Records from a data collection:
= = = =
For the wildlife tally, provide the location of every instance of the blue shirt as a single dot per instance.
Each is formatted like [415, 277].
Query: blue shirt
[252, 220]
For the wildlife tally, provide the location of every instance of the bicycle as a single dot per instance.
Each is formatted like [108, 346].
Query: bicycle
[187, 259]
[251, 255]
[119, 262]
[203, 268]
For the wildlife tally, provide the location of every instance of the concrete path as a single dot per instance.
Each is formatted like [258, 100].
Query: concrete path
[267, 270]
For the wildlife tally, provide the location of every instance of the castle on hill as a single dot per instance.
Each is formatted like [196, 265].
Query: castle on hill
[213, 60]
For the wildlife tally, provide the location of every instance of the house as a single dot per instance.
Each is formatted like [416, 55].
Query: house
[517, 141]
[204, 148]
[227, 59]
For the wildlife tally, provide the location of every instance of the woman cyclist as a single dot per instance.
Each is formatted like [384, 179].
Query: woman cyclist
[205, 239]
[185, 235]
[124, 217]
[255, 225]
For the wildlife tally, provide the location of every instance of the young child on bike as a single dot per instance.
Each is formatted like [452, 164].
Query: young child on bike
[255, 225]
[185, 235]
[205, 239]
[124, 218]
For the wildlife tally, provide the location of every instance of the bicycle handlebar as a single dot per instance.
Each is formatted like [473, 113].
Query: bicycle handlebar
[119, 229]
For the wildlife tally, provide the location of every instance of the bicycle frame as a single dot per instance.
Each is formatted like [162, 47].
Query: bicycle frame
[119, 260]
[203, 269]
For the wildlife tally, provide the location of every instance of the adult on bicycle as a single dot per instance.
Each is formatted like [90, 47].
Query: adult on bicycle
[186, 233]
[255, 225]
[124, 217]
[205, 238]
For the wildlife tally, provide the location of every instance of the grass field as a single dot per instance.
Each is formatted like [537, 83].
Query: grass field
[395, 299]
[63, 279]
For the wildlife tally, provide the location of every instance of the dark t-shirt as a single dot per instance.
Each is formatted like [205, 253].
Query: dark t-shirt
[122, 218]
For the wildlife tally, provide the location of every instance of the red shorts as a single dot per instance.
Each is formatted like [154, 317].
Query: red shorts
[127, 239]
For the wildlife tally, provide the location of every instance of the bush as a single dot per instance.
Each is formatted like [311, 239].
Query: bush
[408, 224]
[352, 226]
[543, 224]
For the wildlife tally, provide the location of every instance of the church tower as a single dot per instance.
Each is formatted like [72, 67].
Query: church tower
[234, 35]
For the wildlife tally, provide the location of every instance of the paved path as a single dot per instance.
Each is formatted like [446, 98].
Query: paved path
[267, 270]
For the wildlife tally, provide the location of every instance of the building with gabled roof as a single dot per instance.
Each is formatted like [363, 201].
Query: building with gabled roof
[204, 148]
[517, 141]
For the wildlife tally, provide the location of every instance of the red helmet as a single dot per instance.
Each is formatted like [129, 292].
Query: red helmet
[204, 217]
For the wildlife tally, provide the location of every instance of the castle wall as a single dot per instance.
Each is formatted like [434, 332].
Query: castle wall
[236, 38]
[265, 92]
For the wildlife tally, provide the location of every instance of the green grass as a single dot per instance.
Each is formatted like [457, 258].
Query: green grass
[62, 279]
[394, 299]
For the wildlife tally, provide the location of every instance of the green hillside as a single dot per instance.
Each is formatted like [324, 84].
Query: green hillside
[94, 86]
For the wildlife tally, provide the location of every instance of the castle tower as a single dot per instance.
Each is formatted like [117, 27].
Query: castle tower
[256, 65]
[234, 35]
= = = =
=== What needs to be done ===
Without omitting anything, output the entries exactly.

=== Correct output ===
For the wildlife tally, provide the location of every instance of the blue shirt as a single dot per instance.
Each is formatted like [415, 277].
Query: blue shirt
[252, 220]
For the wildlife tally, provide the location of every instance of the bicycle as a single dot per instance.
Each is formatted like [108, 346].
Query: bicycle
[187, 259]
[251, 255]
[119, 262]
[203, 268]
For the wildlife tally, provide the location of every instance of the concrete path as a single dot per instance.
Each is formatted like [258, 100].
Query: concrete path
[267, 270]
For the wildlife tally, provide the location of every instance of the castle on hill as a single dot per instance.
Each is formatted like [196, 265].
Query: castle on hill
[213, 60]
For the wildlife tally, provide the location of every instance of the house as a single dot per instance.
Each is formatted like [416, 55].
Query: house
[517, 141]
[204, 148]
[227, 59]
For the wildlife tally, provide the location of every instance of the woman cyclist as a single dot per instance.
Each is formatted like [384, 179].
Query: woman cyclist
[205, 239]
[185, 235]
[124, 217]
[255, 225]
For the wildlife tally, provide the location of every instance of the young child on bike as a single dot per instance.
Each is formatted like [452, 164].
Query: young child on bike
[255, 225]
[185, 235]
[205, 239]
[124, 218]
For the wildlife tally, provide the location of every instance of the bicycle handlebar as a single dot per instance.
Each is formatted like [473, 113].
Query: bicycle handlebar
[119, 229]
For the wildlife tally, provide the location of every instance of the bicycle frame as a single dot per instance.
Each is formatted like [162, 47].
Query: bicycle frame
[119, 260]
[203, 269]
For the wildlife tally, provide the location of every instance of the adult on bicycle as a single dot per instance.
Each is formatted like [90, 47].
Query: adult on bicycle
[186, 233]
[255, 225]
[124, 217]
[205, 238]
For the wildlife tally, provide the location of every instance of the grass field as a single dot per instance.
Each is formatted like [537, 83].
Query: grass field
[395, 299]
[63, 279]
For the wildlife tally, provide the location of every instance of the dark t-shirt as a single dot per instance.
Each is formatted like [205, 253].
Query: dark t-shirt
[122, 218]
For the wildlife tally, provide the location of every instance of the red shorts as a single dot per instance.
Each is formatted like [154, 317].
Query: red shorts
[127, 239]
For the wildlife tally, provide the location of every instance of the bush as a single dot per instance.
Each is formatted like [311, 239].
Query: bush
[408, 224]
[352, 226]
[543, 224]
For the wildlife tally, provide the location of every instance of the church tower as a single dot per instance.
Each is formatted like [72, 67].
Query: church tower
[234, 35]
For the wildlife tally, provide the location of every instance of the paved path as a single dot per instance.
Each is formatted like [446, 98].
Query: paved path
[267, 270]
For the wildlife tally, provide the location of every instance of the building with gabled roof as a single dot per instance.
Each is formatted like [363, 201].
Query: building with gabled roof
[204, 148]
[517, 141]
For the wildlife tally, provide the location of every instance of the red helmet as a single dot per instance.
Each is formatted like [129, 292].
Query: red helmet
[204, 217]
For the wildlife tally, provide the location of every instance of the castle wall as a single dot per instance.
Each is formatted like [434, 332].
Query: castle wall
[236, 38]
[265, 92]
For the wildlife tally, provide the location of every instance of the green grass as a single dot per instance.
Each is formatted like [457, 258].
Query: green grass
[62, 279]
[394, 299]
For the wildlife tally, provide the location of every instance of the green hillside as a single dot per instance.
Each is formatted like [324, 84].
Query: green hillside
[94, 86]
For the wildlife tally, provide the location of every instance of the castle tower as a single dot per instance.
Each is formatted like [117, 27].
Query: castle tower
[256, 65]
[234, 35]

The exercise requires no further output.